----- The data

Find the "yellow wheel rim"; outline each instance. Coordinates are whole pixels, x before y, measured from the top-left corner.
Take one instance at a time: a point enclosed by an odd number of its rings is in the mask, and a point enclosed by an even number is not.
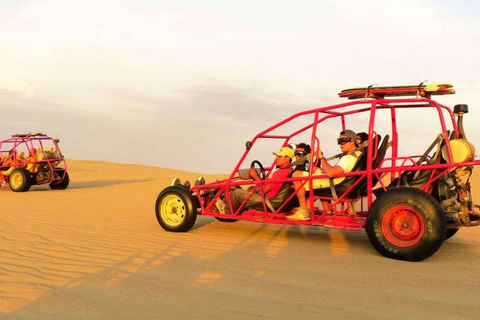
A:
[[[181,224],[186,211],[185,203],[178,195],[167,195],[160,202],[160,216],[169,226],[176,227]]]
[[[23,176],[19,172],[15,172],[10,176],[9,182],[14,189],[18,189],[23,184]]]

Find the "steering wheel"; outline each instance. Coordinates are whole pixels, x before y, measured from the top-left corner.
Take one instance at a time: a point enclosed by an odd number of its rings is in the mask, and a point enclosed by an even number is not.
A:
[[[263,165],[260,163],[260,161],[253,160],[250,168],[255,169],[255,165],[258,165],[258,168],[260,169],[260,179],[265,180],[265,169],[263,168]]]

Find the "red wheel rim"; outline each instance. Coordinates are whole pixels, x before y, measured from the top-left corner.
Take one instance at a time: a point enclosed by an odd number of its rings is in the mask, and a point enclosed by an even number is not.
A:
[[[383,216],[382,233],[394,246],[411,247],[422,239],[425,223],[422,216],[412,207],[395,206]]]

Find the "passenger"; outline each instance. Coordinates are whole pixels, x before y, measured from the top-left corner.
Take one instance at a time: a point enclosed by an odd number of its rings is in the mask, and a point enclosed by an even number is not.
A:
[[[25,158],[24,163],[27,164],[26,169],[31,173],[38,172],[38,164],[37,162],[37,149],[32,148],[30,149],[30,155]]]
[[[35,148],[30,149],[30,155],[28,158],[26,158],[26,160],[28,160],[28,162],[37,161],[37,149]]]
[[[280,180],[278,182],[270,182],[270,183],[265,183],[265,184],[260,184],[259,187],[262,188],[262,193],[266,196],[268,201],[273,205],[278,205],[281,204],[282,201],[282,196],[279,194],[280,188],[283,185],[284,179],[287,178],[287,176],[292,172],[292,169],[290,168],[290,163],[292,162],[292,158],[294,157],[293,150],[289,147],[283,147],[280,150],[276,151],[273,153],[276,158],[275,158],[275,164],[278,168],[276,170],[270,180]],[[260,181],[260,177],[258,176],[257,171],[254,168],[250,168],[249,171],[250,177],[255,180],[255,181]],[[231,193],[231,199],[232,199],[232,207],[233,211],[237,211],[237,209],[240,207],[240,205],[243,203],[245,198],[248,197],[251,191],[242,189],[242,188],[236,188],[232,193]],[[247,200],[245,204],[245,208],[253,208],[253,207],[258,207],[259,205],[263,204],[262,200],[262,195],[260,193],[260,190],[257,189]],[[225,213],[231,213],[230,212],[230,206],[226,205],[225,206]]]
[[[355,141],[357,139],[357,135],[352,130],[345,130],[340,132],[340,137],[337,139],[338,144],[340,145],[340,149],[342,150],[342,156],[338,159],[338,162],[335,165],[330,165],[325,157],[323,156],[320,147],[318,148],[318,159],[319,159],[319,168],[315,168],[312,175],[319,176],[326,174],[329,178],[333,178],[342,173],[348,173],[352,171],[355,163],[357,162],[357,157],[360,154],[358,151],[354,151],[355,149]],[[309,173],[306,171],[295,171],[293,173],[294,178],[298,177],[308,177]],[[322,188],[329,188],[330,187],[330,179],[323,178],[323,179],[313,179],[312,184],[314,189],[322,189]],[[335,178],[333,179],[333,184],[339,184],[345,179],[345,177]],[[293,186],[295,190],[297,190],[297,197],[298,202],[300,203],[300,207],[295,211],[294,214],[287,216],[288,220],[310,220],[310,212],[308,210],[308,201],[306,197],[306,191],[310,189],[309,182],[305,183],[302,186],[302,181],[297,180],[293,181]],[[329,201],[322,200],[323,209],[329,206]]]
[[[310,145],[306,143],[299,143],[297,148],[295,149],[295,161],[299,161],[302,157],[310,154]],[[295,166],[295,171],[308,171],[310,167],[309,161],[305,161],[304,163],[299,163]]]
[[[17,157],[17,162],[19,164],[29,163],[29,162],[32,161],[31,158],[32,158],[31,152],[30,152],[30,156],[28,156],[27,158],[25,158],[24,155],[23,155],[23,152],[21,152],[20,155]]]
[[[368,141],[368,134],[366,132],[359,132],[357,133],[357,140],[355,145],[357,146],[357,150],[363,152],[365,149],[365,145],[362,145],[365,141]]]

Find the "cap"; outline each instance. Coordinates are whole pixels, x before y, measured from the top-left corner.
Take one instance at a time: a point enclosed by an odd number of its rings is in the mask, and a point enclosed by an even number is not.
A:
[[[353,132],[352,130],[345,130],[345,131],[342,131],[340,132],[340,135],[341,136],[345,136],[347,138],[350,138],[352,140],[356,140],[357,139],[357,135],[355,132]]]
[[[289,147],[283,147],[278,151],[275,151],[273,154],[279,156],[279,157],[290,157],[293,158],[294,153],[293,150]]]

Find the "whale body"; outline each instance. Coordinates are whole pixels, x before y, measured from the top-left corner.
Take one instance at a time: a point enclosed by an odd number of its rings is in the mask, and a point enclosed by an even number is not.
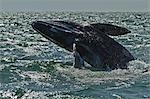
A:
[[[68,51],[73,51],[76,42],[76,50],[82,59],[99,70],[126,69],[127,63],[134,60],[125,47],[109,36],[130,33],[123,27],[104,23],[82,25],[70,21],[35,21],[32,27]]]

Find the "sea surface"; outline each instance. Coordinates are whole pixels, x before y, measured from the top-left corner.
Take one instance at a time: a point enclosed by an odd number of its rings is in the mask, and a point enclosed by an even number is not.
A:
[[[110,23],[136,58],[127,70],[73,68],[72,53],[31,27],[36,20]],[[150,13],[0,12],[0,99],[150,99]]]

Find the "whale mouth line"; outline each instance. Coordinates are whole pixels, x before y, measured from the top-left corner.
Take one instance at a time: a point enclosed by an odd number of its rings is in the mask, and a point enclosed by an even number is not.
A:
[[[34,30],[36,30],[38,33],[40,33],[42,36],[44,36],[45,38],[47,38],[48,40],[51,40],[52,42],[56,42],[54,41],[51,37],[47,36],[46,34],[42,33],[39,29],[34,27]]]
[[[57,42],[56,40],[52,39],[51,37],[45,35],[44,33],[42,33],[41,31],[39,31],[38,29],[36,30],[38,33],[40,33],[43,37],[47,38],[48,40],[52,41],[55,44],[58,44],[59,46],[63,47],[59,42]],[[69,49],[68,49],[69,50]],[[72,51],[72,50],[69,50]]]
[[[50,41],[57,43],[54,39],[50,38],[49,36],[47,36],[46,34],[39,32],[41,35],[43,35],[45,38],[49,39]]]

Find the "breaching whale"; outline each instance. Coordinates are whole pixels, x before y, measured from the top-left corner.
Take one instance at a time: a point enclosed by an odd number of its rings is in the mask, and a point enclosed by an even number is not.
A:
[[[34,21],[31,25],[58,46],[77,52],[75,59],[79,56],[77,60],[82,59],[99,70],[126,69],[127,63],[134,60],[125,47],[109,37],[130,33],[126,28],[104,23],[82,25],[57,20]]]

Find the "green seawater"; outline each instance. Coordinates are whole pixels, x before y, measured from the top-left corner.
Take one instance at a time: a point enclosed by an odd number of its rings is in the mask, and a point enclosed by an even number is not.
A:
[[[35,20],[110,23],[136,58],[127,70],[73,68],[73,56],[31,27]],[[0,99],[150,99],[150,13],[0,12]]]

----------

- Prompt
Copy all the lines above that hold the string "wheel".

- The answer
Find the "yellow wheel rim"; outline each instance. Coordinates are whole pixels, x before y, measured from the top-left corner.
Find the "steering wheel"; outline each instance. Coordinates are whole pixels, x before y, measured from the top-left corner.
Find the "red wheel rim"; outline each instance. Coordinates are whole pixels, x before y, measured from the top-left corner.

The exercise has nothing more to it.